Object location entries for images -

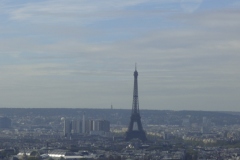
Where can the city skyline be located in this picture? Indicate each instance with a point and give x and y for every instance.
(81, 54)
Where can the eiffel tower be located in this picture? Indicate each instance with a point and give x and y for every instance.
(135, 116)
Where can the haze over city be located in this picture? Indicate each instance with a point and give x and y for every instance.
(82, 54)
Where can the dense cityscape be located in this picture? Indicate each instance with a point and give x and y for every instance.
(46, 134)
(68, 69)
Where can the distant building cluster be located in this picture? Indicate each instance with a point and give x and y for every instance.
(5, 122)
(85, 126)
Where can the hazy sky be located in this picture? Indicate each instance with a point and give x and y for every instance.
(81, 53)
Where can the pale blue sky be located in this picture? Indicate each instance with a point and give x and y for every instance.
(81, 53)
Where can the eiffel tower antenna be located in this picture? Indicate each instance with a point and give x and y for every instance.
(135, 116)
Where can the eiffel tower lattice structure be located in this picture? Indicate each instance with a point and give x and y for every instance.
(135, 116)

Task requirements -
Pull every line from the rows above and copy each one word for word, leaving out the pictures.

Response for this exercise -
Where can the city skyline be located in this picture? Indicate each instance with a point and give x and y for every instance.
(81, 54)
Where can the eiffel tower be located in this picture? Indicate each instance with a point and give x and y for every instance.
(135, 116)
Where can the haze over city be located in this picture? Indicate each instance with a point and give x and y for every instance.
(82, 54)
Where can the dense cityscape be located in this picture? Indicate each instance with a point and give x and y for every instance.
(46, 134)
(68, 69)
Where can the distant building cluster be located in this picture? Indicate each instance with a point and give x and y for every instance.
(5, 122)
(85, 126)
Where can the hazy sky be located in this picture? Indicate each instance with a point and give x and y for every instance.
(81, 53)
Where can the pale blue sky be located in this picture? Indicate each instance with a point and give x and y for every instance.
(81, 53)
Where can the eiffel tower antenna be located in this picture? Indicate each instance with a point and give x and y for every instance.
(135, 116)
Where can the eiffel tower lattice structure be located in this picture? Indicate each instance with a point and give x and y for every instance.
(135, 116)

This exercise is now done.